> **DOCUMENT PASSAGE**
____
Introduction
Hey kids, do you have four dollars and a ton of free time? Well then I'd say go and get milkshakes with friends or something, but if you're lactose intolerant or trying to lose weight you do have the option of Maze Bandit by Gamestone Studio. It costs about as much as a good game for your phone, and that's because it is. There is a freemium game you can download on your phone, which is good because it really feels like that's where the game belongs. That isn't the version I'm reviewing though, I looked at the PC port available on Steam. I'm just glad that they didn't have the audacity to charge an exorbitant amount for their mobile game for PC. It's a time waster, but not an entirely unpleasant one. The story is as uninspiring as the graphics and audio and the campaign goes from challenging to frustrating, but the PvP is for the most part well-executed and it is fun building a maze.
Maze Bandit is available on Steam for $3.99.
Story
There's a great evil in the land putting all of the princesses to sleep and you, a lowly bandit must traverse his labyrinths and death traps in order to rescue the princesses and stop the evil wizard. A bandit whose quests must take him through mazes. A…Maze Bandit if you will. I don't know if there's some sort of satisfactory conclusion because it just got to the point I found the game too frustrating. I wasn't too torn though, because from a story standpoint there wasn't really any overarching narrative.
____
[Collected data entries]
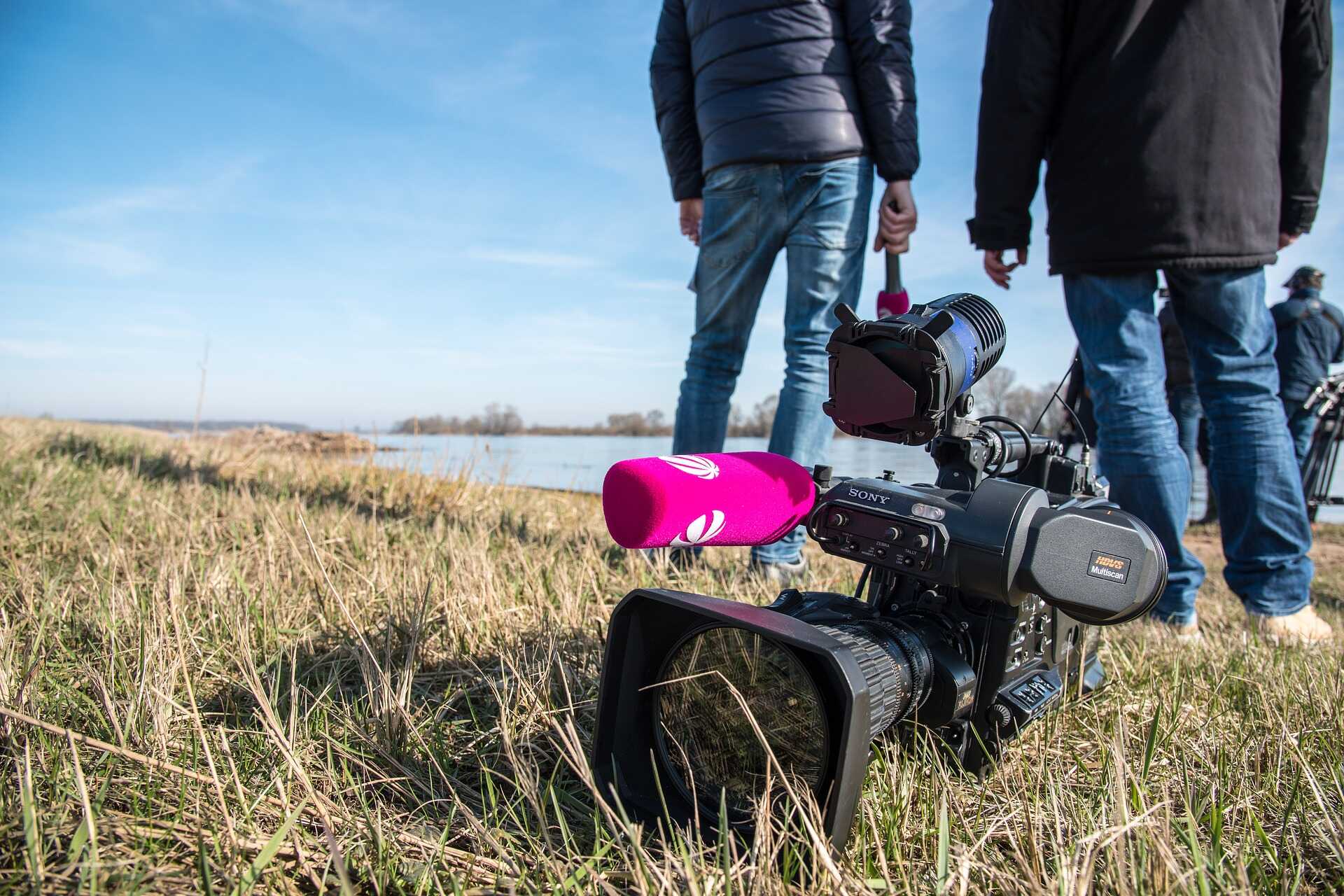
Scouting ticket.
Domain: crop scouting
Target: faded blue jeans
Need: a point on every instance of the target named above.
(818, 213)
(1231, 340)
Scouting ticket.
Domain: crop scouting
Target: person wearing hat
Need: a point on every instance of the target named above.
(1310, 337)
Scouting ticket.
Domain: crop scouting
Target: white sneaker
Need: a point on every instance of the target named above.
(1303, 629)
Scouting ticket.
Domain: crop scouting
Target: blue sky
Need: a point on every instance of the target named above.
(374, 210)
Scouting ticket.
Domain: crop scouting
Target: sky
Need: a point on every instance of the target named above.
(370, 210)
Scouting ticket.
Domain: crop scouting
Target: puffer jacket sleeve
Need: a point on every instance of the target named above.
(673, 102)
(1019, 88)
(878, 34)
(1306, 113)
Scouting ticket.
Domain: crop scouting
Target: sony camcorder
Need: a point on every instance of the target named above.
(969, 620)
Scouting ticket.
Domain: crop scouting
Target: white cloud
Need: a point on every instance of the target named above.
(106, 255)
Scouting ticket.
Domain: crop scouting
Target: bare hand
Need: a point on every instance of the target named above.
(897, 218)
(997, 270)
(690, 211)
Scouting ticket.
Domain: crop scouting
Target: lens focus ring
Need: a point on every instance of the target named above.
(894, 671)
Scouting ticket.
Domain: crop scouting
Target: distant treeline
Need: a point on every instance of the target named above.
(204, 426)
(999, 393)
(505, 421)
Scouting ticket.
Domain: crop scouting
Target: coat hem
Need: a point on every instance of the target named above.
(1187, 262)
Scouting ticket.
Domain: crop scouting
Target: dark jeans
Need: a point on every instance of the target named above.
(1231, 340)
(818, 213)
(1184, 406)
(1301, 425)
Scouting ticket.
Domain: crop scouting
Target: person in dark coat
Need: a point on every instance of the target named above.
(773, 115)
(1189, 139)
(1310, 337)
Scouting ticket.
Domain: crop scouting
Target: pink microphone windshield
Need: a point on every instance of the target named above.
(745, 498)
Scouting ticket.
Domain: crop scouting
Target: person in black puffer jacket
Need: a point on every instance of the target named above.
____
> **INSTRUCTIONS FOR THE TASK**
From the Maze Bandit review, extract the stretch from "Maze Bandit is" through "any overarching narrative." word for word.

> **SOLUTION FOR THIS PROBLEM**
Maze Bandit is available on Steam for $3.99.
Story
There's a great evil in the land putting all of the princesses to sleep and you, a lowly bandit must traverse his labyrinths and death traps in order to rescue the princesses and stop the evil wizard. A bandit whose quests must take him through mazes. A…Maze Bandit if you will. I don't know if there's some sort of satisfactory conclusion because it just got to the point I found the game too frustrating. I wasn't too torn though, because from a story standpoint there wasn't really any overarching narrative.